◆ WORK REQUEST
In full and without change, retype the records.

Dataset excerpts
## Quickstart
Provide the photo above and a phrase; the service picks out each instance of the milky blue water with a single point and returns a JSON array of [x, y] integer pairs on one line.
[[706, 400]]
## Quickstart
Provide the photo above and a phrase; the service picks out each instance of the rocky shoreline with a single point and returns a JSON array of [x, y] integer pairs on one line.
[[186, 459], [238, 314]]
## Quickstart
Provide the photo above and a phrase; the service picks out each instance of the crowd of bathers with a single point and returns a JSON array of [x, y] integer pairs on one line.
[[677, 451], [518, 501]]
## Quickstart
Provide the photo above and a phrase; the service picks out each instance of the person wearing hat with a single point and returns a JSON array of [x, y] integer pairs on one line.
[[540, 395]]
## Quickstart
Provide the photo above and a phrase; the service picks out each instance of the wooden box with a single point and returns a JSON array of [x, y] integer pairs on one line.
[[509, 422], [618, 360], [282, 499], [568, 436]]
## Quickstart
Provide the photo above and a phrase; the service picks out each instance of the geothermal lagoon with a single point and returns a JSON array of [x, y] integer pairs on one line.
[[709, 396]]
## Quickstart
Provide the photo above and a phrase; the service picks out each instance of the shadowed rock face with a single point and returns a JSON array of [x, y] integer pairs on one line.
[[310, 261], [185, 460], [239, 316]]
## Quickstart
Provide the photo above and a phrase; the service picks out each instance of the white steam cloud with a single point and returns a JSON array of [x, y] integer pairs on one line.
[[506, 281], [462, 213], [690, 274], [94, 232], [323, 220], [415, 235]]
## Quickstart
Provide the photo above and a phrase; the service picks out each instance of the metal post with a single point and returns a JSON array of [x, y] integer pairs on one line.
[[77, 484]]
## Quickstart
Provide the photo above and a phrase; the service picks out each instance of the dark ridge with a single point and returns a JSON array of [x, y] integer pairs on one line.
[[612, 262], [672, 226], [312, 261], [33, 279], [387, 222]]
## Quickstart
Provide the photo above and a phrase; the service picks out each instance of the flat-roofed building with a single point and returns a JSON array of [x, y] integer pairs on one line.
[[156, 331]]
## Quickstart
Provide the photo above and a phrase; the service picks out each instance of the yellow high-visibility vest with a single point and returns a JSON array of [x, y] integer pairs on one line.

◆ OUTPUT OF THE EXERCISE
## Quickstart
Provide the photo above and a phrase; the service picks out each instance of the milky blue water with a single point and returns a JSON array of [x, y] integer pairs on one line.
[[706, 400]]
## Quickstart
Provide the photo above and a phrase; the service picks out each instance of the rocky shoreline with a single point and returns a JSON array of [x, y] integer pairs on one line.
[[186, 459], [238, 314]]
## Quickstart
Provide the photo above and a phrase; the service picks out each instance of the crowd of bathers with a single point and returns a JSON array of [x, y] integer pairs on one line.
[[677, 451], [518, 501]]
## Quickstart
Provide the photo above and a phrase; the service picks out each instance of the person wearing hat with a single point and returns a JSON array of [x, y] integer pairs on one line.
[[540, 395]]
## Quickstart
Provide the photo above and a phrase; the service picks out each instance of the wooden box with a single point and returns a JSON array of [x, y] integer pairs on one line.
[[509, 422], [618, 360], [282, 499], [568, 436]]
## Quickstart
Provide the photo above and a phrase; the service picks out each instance of the geothermal lagoon with a single point and returns a JSON array of [x, y] integer pairs on one line.
[[709, 396]]
## Quickstart
Provide the photo above and a phrase; the service picks out each instance of the shadowed rock face with a single point and returns a JSON array of [x, y] integer pairs on one line.
[[310, 261], [185, 460], [239, 316]]
## Quickstart
Provide the photo above and a phrase; the service picks out each instance of the white steam cloud with a single point and returns a JSON array of [x, y] integer pairs on one line.
[[506, 281], [462, 213], [690, 274], [94, 232], [323, 220], [415, 235]]
## Quickstart
Provide the photo above and a phrase; the service picks out each instance of the metal post with a single point and returns a JSON array of [x, y] integer pairs on one line.
[[77, 484]]
## Quickstart
Provide the photo above and a phrase; the service picks out each instance of the dark ridge with a single point and returns a JSON array of [x, y] integer pairs on one line.
[[612, 262], [672, 226], [312, 261], [33, 279], [387, 222]]
## Quickstart
Provide the photo above and a phrase; the service picks out each instance of the flat-roofed building with a single point and returns a JSON array of [x, y] integer pairs on one line.
[[156, 331]]
## Quickstart
Provide the photo above and a phrase; the service picks out each instance of the yellow high-visibility vest with a single point and returns a JSON array of [x, y] integer pairs on one line.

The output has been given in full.